- **Task details**: Write out every line of the entries below as a JSON list of strings, one string per line, and skip any blank lines.

(Pointing and labeling entries)
-- begin --

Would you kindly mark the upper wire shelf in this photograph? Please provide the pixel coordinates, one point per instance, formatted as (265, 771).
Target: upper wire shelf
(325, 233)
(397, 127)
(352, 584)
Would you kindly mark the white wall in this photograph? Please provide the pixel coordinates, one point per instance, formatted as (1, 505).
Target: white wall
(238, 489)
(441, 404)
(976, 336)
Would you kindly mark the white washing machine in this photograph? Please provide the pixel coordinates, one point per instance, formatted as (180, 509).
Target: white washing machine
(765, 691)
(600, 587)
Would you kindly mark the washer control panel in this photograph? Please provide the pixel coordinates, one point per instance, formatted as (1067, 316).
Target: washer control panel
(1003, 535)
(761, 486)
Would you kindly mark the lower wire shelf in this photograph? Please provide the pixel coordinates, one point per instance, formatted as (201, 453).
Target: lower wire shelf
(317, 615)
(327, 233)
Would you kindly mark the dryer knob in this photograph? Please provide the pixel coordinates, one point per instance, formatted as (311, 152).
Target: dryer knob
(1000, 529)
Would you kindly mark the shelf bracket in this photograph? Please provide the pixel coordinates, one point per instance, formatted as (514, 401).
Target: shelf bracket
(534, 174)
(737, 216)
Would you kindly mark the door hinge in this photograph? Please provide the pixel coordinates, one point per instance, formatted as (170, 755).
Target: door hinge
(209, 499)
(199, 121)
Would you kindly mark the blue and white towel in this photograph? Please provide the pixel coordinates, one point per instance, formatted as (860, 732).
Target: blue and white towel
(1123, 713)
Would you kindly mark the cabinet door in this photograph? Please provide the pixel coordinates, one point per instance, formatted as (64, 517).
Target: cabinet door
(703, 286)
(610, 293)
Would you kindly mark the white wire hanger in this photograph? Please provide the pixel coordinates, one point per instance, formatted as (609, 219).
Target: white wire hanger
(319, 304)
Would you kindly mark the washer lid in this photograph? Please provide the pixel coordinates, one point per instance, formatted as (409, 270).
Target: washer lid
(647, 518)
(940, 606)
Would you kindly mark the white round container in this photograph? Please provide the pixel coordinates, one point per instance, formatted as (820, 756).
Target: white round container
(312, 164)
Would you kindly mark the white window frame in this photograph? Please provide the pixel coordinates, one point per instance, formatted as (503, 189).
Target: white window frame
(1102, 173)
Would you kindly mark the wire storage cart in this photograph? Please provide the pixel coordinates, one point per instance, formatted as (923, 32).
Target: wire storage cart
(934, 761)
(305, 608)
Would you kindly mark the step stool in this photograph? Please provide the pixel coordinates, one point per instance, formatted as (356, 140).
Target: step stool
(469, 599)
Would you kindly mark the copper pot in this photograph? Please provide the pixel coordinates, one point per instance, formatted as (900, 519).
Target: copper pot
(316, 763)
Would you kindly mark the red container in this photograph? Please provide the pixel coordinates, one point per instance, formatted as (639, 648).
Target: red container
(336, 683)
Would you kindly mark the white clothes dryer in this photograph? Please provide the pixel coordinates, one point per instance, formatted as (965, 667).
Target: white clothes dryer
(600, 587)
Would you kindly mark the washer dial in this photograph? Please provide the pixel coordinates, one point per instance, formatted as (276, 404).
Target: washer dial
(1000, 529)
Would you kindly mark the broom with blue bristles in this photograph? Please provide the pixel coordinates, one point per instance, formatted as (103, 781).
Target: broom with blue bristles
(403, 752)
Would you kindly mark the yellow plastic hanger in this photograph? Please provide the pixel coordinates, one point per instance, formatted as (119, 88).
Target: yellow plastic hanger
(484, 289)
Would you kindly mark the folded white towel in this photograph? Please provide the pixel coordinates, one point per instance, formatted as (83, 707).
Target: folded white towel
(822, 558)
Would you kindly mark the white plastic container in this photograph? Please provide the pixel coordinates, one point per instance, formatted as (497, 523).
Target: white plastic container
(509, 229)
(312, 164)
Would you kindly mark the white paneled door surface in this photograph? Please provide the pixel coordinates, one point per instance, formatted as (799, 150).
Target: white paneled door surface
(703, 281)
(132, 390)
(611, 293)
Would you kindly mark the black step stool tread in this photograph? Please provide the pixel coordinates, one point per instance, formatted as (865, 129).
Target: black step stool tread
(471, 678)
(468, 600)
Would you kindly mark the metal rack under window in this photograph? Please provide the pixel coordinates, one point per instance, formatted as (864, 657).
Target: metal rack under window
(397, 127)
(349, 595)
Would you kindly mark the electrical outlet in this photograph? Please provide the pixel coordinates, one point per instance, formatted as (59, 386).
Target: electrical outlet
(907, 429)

-- end --

- **Written solution**:
[
  "Would you kindly mark the upper wire shelf in this photograph? Please provide the pixel coordinates, one point per instance, formatted as (265, 771).",
  "Target: upper wire shelf",
  "(325, 233)",
  "(397, 127)",
  "(352, 584)",
  "Would you kindly mark the white wall in this photograph? Please provide the pixel coordinates, one point per instance, formatted as (1, 505).",
  "Target: white wall",
  "(238, 489)",
  "(441, 404)",
  "(976, 336)",
  "Would you kindly mark the white washing machine in this photograph? Please provide the pixel coordinates, one point per instance, formatted as (180, 509).",
  "Target: white washing machine",
  "(765, 691)",
  "(600, 587)",
  "Would you kindly mark the washer control panel in this photograph? Please provide the pixel coordinates, one point per instance, formatted as (1067, 316).",
  "Target: washer control panel",
  "(1003, 535)",
  "(761, 486)",
  "Would you kindly mark the lower wire shelf in this photograph? Please provide the pixel coordinates, one point per instance, formatted as (201, 453).",
  "Target: lower wire shelf",
  "(317, 615)",
  "(327, 233)",
  "Would you kindly mark the dryer knob in this photograph? Please provide the pixel coordinates, one point per instance, formatted as (311, 152).",
  "Target: dryer knob",
  "(1000, 529)",
  "Would you kindly mark the shelf bracket in this photograph? Please provide the pixel coordinates, one point per instance, formatted as (514, 401).",
  "Target: shelf bracket",
  "(534, 174)",
  "(737, 216)",
  "Would you kindly mark the door hinge in this photograph? Please provide the pixel coordinates, one point per instance, formatted as (170, 755).",
  "Target: door hinge",
  "(209, 499)",
  "(199, 121)",
  "Would you kindly mark the blue and white towel in this photograph? Please provide the pixel coordinates, one point per instance, formatted as (860, 732).",
  "Target: blue and white towel",
  "(1123, 713)",
  "Would you kindly mark the cabinet door in this photograph? Please provide the pixel coordinates, one point per instance, formatted as (64, 517).",
  "Target: cabinet door",
  "(703, 286)",
  "(610, 293)",
  "Would you kindly mark the white wire hanger in this photograph? Please provide the pixel coordinates, one point per instance, formatted as (609, 219).",
  "Target: white wire hanger",
  "(319, 304)",
  "Would you kindly mark the washer lid in this photograph? Please provide the pixel coordinates, one point per instance, formatted as (409, 270).",
  "Target: washer lid",
  "(647, 518)",
  "(940, 606)",
  "Would you kindly mark the white round container in this photograph? Please provide the pixel coordinates, one point per instance, formatted as (820, 756).",
  "Target: white round container",
  "(312, 164)",
  "Would you kindly mark the white window frame in this photograph? Please provide the pixel coordinates, one point per instance, formatted as (503, 189).",
  "Target: white window frame",
  "(1102, 173)",
  "Would you kindly mark the wire storage cart in this photograph? Please provide the pixel coordinates, one point per instance, formatted as (923, 32).",
  "Target: wire storage cart",
  "(934, 761)",
  "(305, 608)",
  "Would you kindly mark the step stool in this photograph? Please provide the pixel coordinates, one point per instance, formatted as (356, 140).",
  "Target: step stool",
  "(469, 599)",
  "Would you kindly mark the copper pot in this photograph? Please provide the pixel coordinates, one point per instance, formatted as (900, 519).",
  "Target: copper pot",
  "(316, 763)",
  "Would you kindly mark the red container in this photograph? Please provide the pixel coordinates, one point per instance, formatted as (639, 648).",
  "Target: red container",
  "(336, 683)",
  "Would you kindly mark the white clothes dryer in this photograph? Please provide the pixel coordinates, one point per instance, formatted as (965, 667).",
  "Target: white clothes dryer",
  "(600, 587)",
  "Would you kindly mark the washer dial in this photograph? Please provide the pixel coordinates, one point per instance, formatted as (276, 404).",
  "Target: washer dial",
  "(1000, 529)",
  "Would you kindly mark the broom with blue bristles in this photograph? Please provide the pixel coordinates, one point per instance, formatted as (103, 781).",
  "Target: broom with blue bristles",
  "(403, 752)",
  "Would you kindly mark the yellow plastic hanger in this photograph? Please provide the pixel coordinates, one point per instance, formatted as (119, 88).",
  "Target: yellow plastic hanger",
  "(484, 289)",
  "Would you kindly mark the folded white towel in this photograph? Please provide the pixel coordinates, one point per instance, formatted as (83, 707).",
  "Target: folded white towel",
  "(822, 558)",
  "Would you kindly mark the white plastic container in this photograph? Please provide the pixel coordinates, one point per instance, formatted as (497, 523).",
  "Target: white plastic container",
  "(509, 229)",
  "(312, 164)",
  "Would you kindly mark the white paneled door surface in this photograph? Please provide the pixel coordinates, one point per instance, formatted as (799, 150).",
  "Target: white paneled door surface",
  "(703, 281)",
  "(132, 390)",
  "(611, 293)",
  "Would you kindly mark the black step stool tread in this photograph? Please provide the pixel coordinates, one point per instance, formatted as (865, 129).",
  "Target: black step stool tread",
  "(471, 678)",
  "(468, 600)",
  "Would you kindly mark the metal rack under window in this photograph? Please provide the pixel coordinates, one point per instance, formatted as (864, 657).",
  "Target: metal rack under window",
  "(397, 127)",
  "(349, 595)",
  "Would you kindly mark the electrical outlet in this photograph? Please provide the pixel coordinates, one point per instance, formatted as (59, 386).",
  "Target: electrical outlet",
  "(907, 429)"
]